> _Supplied data_
------
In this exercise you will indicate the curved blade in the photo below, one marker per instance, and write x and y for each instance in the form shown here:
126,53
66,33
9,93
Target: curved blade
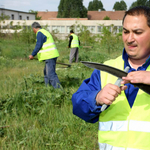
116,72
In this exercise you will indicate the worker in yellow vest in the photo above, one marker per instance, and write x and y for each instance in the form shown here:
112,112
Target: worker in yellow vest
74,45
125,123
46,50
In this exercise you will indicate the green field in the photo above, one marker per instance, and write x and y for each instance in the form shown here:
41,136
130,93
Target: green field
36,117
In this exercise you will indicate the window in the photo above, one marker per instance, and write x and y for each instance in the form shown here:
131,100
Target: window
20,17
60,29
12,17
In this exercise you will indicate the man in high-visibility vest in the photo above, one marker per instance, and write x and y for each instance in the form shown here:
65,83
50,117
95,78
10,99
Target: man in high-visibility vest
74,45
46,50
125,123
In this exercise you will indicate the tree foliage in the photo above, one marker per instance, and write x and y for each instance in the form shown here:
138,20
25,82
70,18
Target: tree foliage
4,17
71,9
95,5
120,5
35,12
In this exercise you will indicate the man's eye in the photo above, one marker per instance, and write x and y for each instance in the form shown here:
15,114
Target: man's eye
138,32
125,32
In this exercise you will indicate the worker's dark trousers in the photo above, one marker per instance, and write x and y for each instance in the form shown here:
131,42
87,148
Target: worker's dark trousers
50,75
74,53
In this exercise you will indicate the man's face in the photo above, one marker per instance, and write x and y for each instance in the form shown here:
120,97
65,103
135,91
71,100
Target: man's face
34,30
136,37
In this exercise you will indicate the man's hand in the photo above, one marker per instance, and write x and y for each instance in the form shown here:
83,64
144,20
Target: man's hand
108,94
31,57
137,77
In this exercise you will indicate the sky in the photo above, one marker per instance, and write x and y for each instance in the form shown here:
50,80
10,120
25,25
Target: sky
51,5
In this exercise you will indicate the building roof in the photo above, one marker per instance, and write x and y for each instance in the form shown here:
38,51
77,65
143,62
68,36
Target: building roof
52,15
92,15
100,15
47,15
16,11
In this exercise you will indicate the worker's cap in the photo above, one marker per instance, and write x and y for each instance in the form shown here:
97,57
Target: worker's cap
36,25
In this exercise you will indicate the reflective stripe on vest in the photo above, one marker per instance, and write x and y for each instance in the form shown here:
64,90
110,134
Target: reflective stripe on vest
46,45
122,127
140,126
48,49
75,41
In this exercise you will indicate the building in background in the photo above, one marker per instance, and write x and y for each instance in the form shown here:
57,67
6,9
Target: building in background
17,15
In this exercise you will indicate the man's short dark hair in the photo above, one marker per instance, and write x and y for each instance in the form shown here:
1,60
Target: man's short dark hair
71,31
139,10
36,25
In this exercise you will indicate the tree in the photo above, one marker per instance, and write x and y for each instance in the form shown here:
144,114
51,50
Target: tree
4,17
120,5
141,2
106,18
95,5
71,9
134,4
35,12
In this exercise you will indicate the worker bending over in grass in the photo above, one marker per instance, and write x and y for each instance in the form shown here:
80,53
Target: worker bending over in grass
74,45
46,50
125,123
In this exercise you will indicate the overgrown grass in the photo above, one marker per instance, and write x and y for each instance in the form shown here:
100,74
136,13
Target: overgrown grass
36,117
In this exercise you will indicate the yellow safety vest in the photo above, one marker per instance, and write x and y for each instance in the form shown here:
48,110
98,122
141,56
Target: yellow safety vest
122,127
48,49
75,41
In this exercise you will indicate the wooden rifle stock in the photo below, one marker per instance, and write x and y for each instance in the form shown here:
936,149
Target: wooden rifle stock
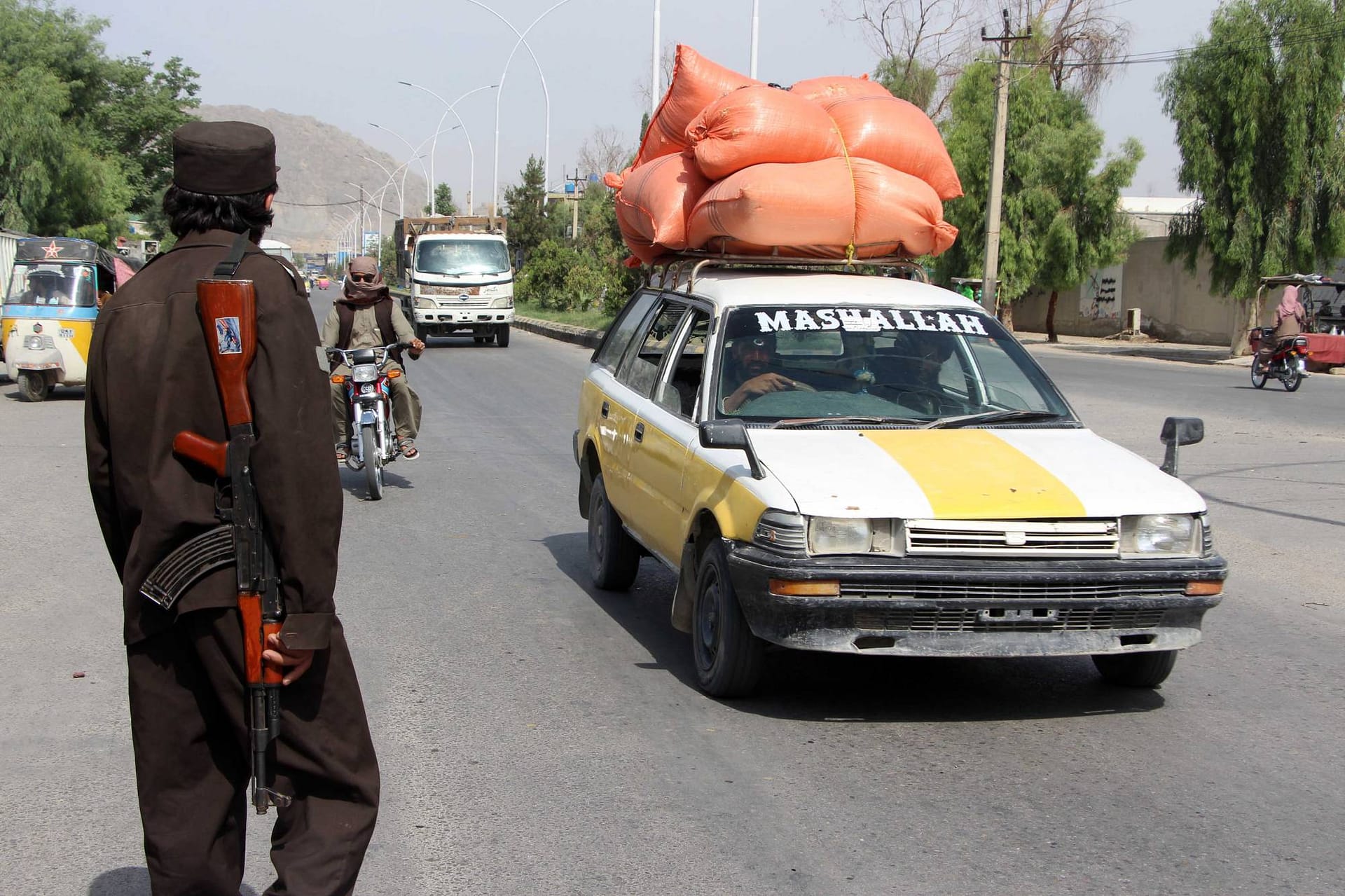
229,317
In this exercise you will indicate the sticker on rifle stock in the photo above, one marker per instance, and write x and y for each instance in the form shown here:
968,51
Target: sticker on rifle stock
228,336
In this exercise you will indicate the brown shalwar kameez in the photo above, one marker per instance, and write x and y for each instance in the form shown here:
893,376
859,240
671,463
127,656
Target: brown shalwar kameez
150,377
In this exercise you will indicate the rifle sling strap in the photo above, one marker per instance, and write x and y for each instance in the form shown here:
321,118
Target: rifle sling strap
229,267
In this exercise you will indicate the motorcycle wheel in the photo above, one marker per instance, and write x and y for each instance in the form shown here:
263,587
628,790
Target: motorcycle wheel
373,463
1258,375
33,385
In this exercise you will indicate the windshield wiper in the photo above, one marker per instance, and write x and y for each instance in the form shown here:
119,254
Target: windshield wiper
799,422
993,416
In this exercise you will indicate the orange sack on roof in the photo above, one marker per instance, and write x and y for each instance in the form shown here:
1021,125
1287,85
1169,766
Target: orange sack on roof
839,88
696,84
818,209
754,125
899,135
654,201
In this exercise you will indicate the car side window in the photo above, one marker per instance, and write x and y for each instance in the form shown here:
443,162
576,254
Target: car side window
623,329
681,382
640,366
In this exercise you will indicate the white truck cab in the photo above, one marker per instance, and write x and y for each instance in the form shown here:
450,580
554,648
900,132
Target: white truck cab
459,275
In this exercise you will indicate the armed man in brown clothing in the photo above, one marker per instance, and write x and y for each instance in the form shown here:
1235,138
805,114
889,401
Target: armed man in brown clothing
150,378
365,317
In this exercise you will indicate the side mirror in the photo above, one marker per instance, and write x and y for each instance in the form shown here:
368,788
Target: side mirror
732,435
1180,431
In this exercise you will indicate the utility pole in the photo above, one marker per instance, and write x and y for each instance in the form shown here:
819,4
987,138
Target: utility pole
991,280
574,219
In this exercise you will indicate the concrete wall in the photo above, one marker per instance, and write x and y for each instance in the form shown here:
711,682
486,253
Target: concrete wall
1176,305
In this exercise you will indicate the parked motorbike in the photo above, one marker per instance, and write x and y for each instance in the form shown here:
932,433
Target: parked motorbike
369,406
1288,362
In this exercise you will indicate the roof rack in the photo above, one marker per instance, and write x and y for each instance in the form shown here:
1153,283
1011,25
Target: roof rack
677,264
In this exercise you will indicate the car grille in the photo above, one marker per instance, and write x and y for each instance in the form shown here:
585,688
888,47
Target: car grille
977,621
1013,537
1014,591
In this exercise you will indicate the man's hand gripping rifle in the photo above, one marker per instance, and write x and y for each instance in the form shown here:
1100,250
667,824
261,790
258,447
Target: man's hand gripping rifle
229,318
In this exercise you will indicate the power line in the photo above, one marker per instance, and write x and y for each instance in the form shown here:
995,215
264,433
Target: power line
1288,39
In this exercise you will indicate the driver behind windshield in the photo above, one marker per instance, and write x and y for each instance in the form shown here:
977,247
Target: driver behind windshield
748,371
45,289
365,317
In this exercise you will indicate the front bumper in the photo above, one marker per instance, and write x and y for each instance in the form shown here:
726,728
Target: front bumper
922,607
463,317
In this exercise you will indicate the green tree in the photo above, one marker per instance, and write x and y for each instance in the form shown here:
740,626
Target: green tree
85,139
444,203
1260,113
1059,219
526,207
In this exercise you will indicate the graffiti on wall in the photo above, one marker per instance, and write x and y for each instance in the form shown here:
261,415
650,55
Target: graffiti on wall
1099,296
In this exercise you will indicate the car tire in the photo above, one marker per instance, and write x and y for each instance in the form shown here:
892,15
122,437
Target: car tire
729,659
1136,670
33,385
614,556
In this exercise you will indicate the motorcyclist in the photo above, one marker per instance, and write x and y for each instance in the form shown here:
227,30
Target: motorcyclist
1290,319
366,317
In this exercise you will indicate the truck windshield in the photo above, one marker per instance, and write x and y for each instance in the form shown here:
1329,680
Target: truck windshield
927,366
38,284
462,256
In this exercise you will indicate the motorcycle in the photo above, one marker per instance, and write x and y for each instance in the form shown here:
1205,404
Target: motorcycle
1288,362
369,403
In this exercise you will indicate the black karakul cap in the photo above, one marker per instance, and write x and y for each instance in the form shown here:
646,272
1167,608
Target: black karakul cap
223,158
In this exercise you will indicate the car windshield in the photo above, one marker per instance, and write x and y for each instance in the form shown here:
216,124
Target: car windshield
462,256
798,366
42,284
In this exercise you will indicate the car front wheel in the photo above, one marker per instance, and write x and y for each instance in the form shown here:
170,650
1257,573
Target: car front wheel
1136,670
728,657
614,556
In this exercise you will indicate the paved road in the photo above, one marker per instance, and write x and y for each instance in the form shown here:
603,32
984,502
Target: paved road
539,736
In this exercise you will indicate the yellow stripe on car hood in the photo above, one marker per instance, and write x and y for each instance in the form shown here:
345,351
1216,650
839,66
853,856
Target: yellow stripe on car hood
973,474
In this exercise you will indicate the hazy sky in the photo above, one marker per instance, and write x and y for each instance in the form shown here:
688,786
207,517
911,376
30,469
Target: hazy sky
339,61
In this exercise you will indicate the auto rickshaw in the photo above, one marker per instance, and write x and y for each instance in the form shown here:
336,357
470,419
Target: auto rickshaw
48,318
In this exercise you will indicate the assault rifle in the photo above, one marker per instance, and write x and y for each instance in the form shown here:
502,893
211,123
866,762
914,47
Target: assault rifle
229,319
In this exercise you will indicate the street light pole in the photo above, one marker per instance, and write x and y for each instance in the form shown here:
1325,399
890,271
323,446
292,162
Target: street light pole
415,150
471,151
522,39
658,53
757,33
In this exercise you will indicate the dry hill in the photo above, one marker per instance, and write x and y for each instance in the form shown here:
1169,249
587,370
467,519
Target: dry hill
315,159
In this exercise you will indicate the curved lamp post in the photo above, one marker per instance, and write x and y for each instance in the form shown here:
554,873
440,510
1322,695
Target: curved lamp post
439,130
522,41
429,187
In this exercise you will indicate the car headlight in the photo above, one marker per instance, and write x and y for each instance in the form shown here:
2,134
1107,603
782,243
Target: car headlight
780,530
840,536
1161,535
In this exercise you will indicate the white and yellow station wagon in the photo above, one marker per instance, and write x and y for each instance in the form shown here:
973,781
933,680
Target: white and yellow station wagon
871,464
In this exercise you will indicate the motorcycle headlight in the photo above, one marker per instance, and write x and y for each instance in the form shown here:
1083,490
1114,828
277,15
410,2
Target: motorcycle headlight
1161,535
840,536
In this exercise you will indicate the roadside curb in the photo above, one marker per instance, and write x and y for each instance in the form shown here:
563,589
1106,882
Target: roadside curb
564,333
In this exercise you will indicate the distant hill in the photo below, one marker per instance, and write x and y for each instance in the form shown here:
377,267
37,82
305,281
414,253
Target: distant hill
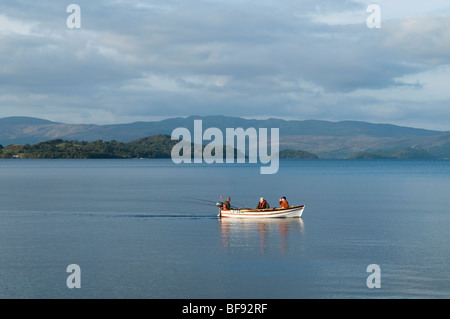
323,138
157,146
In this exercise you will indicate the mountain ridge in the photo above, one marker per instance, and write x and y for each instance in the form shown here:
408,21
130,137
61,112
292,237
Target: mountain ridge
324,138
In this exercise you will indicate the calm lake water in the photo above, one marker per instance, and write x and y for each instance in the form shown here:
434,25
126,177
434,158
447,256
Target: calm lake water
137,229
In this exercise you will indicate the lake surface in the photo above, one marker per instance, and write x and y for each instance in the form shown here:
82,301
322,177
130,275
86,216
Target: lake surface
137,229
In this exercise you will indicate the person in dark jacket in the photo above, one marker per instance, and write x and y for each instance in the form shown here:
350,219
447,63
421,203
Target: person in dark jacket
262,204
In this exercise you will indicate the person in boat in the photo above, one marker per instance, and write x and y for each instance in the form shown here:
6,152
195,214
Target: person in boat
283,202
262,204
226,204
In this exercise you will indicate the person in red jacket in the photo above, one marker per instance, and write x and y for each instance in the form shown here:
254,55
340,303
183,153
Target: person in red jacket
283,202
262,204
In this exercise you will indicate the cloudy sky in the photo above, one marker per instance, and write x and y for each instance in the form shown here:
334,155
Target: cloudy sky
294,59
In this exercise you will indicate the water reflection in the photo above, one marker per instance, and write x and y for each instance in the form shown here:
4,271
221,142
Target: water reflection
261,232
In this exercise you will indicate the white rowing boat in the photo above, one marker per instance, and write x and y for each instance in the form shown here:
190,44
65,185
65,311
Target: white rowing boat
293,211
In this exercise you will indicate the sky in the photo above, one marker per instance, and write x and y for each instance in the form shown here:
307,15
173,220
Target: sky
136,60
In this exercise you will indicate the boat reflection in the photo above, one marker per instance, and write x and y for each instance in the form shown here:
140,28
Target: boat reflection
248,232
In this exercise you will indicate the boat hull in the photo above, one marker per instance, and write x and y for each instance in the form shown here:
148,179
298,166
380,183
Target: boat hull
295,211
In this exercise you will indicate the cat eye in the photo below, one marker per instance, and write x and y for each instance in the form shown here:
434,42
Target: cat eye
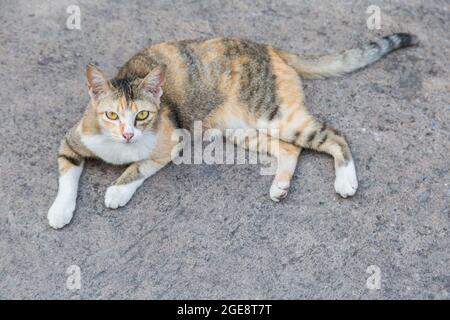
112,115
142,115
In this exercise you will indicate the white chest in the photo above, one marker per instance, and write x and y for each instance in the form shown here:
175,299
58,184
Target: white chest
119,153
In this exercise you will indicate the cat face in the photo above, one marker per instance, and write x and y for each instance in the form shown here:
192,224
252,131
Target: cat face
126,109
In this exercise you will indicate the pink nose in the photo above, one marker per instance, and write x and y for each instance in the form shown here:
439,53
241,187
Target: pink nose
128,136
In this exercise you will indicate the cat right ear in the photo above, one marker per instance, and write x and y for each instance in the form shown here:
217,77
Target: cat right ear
------
Find the line that contains "In this exercise you will indicate the cat eye", then write out that line and every line after it through the end of the records, exactly. Leave the pictures out.

In this exercise you will indicate the cat eye in the photo below, one marker per instance, and write x and y for each instance in the form shown here:
434,42
Target: cat eye
112,115
142,115
In this exercise you will indicate the white chest in the photo above, one marker per instance, and write x and y for each instance in the form shown here:
175,299
58,184
Target: white chest
119,153
In this exercise you will indicate the cat face in the photo above, one marker per instance, and write x and y for each instance in the form shown here:
192,224
252,131
Target: cat face
126,109
In this exercise you will indicate the pink nose in the photo above, one marker per instance, and write x and y for each instance in the form shown here:
439,53
241,187
Target: pink nose
128,136
In this exercise you will indicate the cat right ear in the photo above, one marker per instance, and write x and y for each instance in the form shown here:
217,77
Target: cat right ear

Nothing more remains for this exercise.